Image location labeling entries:
•••

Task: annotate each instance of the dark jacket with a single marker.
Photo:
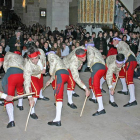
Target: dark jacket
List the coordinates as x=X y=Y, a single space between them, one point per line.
x=12 y=43
x=101 y=42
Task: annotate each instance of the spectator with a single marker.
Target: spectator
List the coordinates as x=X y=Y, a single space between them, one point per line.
x=101 y=45
x=64 y=50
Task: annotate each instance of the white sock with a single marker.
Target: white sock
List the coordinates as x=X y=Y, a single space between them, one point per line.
x=111 y=97
x=20 y=101
x=73 y=92
x=69 y=93
x=10 y=111
x=58 y=111
x=123 y=81
x=93 y=95
x=100 y=103
x=33 y=108
x=131 y=88
x=40 y=95
x=102 y=80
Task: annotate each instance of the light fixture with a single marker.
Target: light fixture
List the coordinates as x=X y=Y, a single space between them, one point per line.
x=0 y=13
x=23 y=3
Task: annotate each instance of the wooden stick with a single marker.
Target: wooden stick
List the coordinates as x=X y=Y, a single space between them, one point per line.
x=83 y=107
x=28 y=118
x=116 y=83
x=19 y=96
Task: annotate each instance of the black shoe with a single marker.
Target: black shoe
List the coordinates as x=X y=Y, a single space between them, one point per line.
x=58 y=123
x=93 y=100
x=11 y=124
x=130 y=104
x=34 y=116
x=103 y=91
x=99 y=112
x=113 y=104
x=2 y=104
x=44 y=98
x=75 y=95
x=20 y=107
x=72 y=105
x=123 y=92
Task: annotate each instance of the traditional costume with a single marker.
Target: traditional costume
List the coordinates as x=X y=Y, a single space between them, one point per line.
x=33 y=79
x=60 y=75
x=72 y=63
x=13 y=79
x=129 y=68
x=97 y=65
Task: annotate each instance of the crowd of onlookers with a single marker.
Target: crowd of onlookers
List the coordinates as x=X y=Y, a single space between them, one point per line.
x=13 y=37
x=123 y=20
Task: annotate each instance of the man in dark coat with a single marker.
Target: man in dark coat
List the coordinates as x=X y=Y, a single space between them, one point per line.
x=16 y=42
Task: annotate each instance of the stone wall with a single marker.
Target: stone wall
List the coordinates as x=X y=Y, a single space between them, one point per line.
x=18 y=8
x=73 y=12
x=129 y=5
x=73 y=15
x=136 y=4
x=31 y=15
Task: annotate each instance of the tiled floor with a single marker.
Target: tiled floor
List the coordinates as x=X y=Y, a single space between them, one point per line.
x=117 y=124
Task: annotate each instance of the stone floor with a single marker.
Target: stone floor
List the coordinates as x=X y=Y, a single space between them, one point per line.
x=117 y=124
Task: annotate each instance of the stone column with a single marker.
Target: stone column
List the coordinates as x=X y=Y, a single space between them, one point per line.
x=57 y=14
x=0 y=20
x=31 y=13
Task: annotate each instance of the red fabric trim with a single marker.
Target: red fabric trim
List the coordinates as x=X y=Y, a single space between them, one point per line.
x=17 y=52
x=35 y=54
x=1 y=59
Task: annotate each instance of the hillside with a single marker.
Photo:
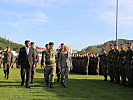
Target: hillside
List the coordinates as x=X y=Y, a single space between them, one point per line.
x=13 y=46
x=98 y=48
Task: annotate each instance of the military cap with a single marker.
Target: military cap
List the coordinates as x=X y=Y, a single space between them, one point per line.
x=62 y=43
x=27 y=41
x=51 y=43
x=122 y=44
x=115 y=45
x=110 y=45
x=7 y=47
x=129 y=43
x=32 y=43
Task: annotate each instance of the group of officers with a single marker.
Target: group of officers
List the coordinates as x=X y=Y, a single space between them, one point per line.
x=53 y=61
x=116 y=63
x=86 y=64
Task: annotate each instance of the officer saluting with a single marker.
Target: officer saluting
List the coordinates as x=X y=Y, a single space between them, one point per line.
x=49 y=64
x=8 y=61
x=26 y=60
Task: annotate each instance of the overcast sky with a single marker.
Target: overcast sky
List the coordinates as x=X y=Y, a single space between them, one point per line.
x=77 y=23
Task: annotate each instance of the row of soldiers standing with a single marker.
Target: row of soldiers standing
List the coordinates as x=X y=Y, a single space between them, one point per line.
x=86 y=64
x=118 y=64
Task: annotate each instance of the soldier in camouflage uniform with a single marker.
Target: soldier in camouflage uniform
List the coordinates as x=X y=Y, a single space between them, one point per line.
x=116 y=64
x=49 y=63
x=0 y=60
x=8 y=61
x=122 y=62
x=110 y=63
x=42 y=60
x=33 y=69
x=129 y=68
x=104 y=64
x=58 y=72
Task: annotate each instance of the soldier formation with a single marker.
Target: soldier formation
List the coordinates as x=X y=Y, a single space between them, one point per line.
x=86 y=64
x=118 y=64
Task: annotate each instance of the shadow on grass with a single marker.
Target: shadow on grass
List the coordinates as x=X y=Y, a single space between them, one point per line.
x=40 y=70
x=8 y=82
x=85 y=89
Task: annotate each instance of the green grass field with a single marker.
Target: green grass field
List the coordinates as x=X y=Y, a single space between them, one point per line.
x=80 y=87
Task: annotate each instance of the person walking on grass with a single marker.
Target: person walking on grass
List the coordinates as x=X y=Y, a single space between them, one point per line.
x=65 y=65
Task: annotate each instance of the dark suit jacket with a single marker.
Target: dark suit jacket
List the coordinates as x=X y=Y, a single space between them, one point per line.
x=23 y=57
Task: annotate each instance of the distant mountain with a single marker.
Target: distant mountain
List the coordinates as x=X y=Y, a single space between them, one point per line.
x=13 y=46
x=98 y=48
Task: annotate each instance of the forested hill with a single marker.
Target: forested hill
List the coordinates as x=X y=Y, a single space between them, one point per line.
x=98 y=48
x=13 y=46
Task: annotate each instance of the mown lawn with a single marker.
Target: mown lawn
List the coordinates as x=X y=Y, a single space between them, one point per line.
x=80 y=87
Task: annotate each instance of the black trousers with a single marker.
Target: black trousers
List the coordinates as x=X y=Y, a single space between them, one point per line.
x=26 y=70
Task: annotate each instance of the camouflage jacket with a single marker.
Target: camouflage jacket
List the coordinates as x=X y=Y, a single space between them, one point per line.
x=50 y=57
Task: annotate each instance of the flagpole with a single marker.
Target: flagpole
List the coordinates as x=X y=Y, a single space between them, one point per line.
x=117 y=23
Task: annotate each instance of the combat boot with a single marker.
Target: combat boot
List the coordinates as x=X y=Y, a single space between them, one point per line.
x=47 y=83
x=58 y=80
x=51 y=85
x=5 y=76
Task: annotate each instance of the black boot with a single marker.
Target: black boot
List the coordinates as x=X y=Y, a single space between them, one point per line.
x=58 y=80
x=5 y=76
x=51 y=85
x=27 y=86
x=32 y=82
x=105 y=78
x=47 y=83
x=65 y=86
x=22 y=83
x=62 y=82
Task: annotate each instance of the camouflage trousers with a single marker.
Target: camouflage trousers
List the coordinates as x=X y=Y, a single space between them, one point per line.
x=0 y=63
x=33 y=70
x=116 y=74
x=50 y=71
x=130 y=76
x=105 y=71
x=123 y=74
x=58 y=72
x=64 y=74
x=7 y=68
x=110 y=72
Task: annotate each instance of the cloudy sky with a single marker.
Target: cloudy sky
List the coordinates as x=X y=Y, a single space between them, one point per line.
x=78 y=23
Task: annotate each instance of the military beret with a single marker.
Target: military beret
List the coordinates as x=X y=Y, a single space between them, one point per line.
x=62 y=43
x=7 y=47
x=32 y=43
x=115 y=45
x=51 y=43
x=129 y=43
x=110 y=45
x=122 y=44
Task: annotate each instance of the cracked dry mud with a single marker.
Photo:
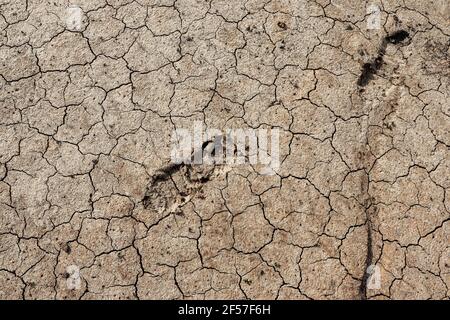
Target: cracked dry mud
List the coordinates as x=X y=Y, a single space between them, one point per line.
x=86 y=179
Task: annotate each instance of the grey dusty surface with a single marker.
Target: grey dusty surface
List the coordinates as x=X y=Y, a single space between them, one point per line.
x=90 y=207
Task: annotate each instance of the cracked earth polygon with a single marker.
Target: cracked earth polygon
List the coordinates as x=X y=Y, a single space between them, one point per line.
x=93 y=204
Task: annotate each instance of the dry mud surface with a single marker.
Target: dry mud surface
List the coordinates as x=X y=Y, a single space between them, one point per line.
x=92 y=208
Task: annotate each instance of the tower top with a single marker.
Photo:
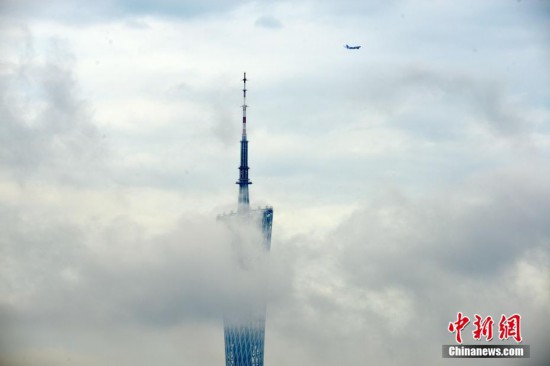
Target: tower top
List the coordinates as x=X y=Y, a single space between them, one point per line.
x=243 y=181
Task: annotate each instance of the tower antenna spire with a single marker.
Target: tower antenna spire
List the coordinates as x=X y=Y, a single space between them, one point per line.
x=243 y=181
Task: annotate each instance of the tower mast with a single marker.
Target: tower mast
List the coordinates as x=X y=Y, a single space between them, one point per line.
x=243 y=181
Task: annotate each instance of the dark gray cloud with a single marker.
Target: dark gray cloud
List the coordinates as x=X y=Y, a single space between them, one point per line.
x=82 y=12
x=268 y=22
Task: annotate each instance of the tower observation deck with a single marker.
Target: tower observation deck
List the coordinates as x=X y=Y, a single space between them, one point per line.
x=245 y=334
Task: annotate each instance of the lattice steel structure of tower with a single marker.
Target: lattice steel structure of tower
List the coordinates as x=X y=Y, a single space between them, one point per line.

•••

Exercise description: Print exactly the lines from the one with "Task: annotate each instance of the tower antenna" through the end of the data, inclusive.

Solution to this exercise:
Task: annotate each instance of the tower antenna spire with a single marker.
Target: tower antenna spire
List the coordinates as x=X y=Y, a single space between them, one point per line.
x=243 y=181
Task: annotate each instance of the tower mast with a single marker.
Target: tower mast
List the coordinates as x=X y=Y, a single space between them, one point per line.
x=243 y=181
Task: annotate each instance of the dark gray cloud with a single marker.
Target: dark gray cloud
List the coordinates as x=X y=Y, a single space between them, one point per line.
x=82 y=12
x=268 y=22
Task: annotate each instance of the tower observation deck with a single marker.
Target: tower observation deck
List the coordinates as x=X y=Y, a single space between them, one point per line.
x=245 y=334
Task: annotate each instance of the lattice steel structure of tower with a single marker.
Target: lattice steel structure of tower
List the coordinates as x=X y=Y, a single space between them, one point per line.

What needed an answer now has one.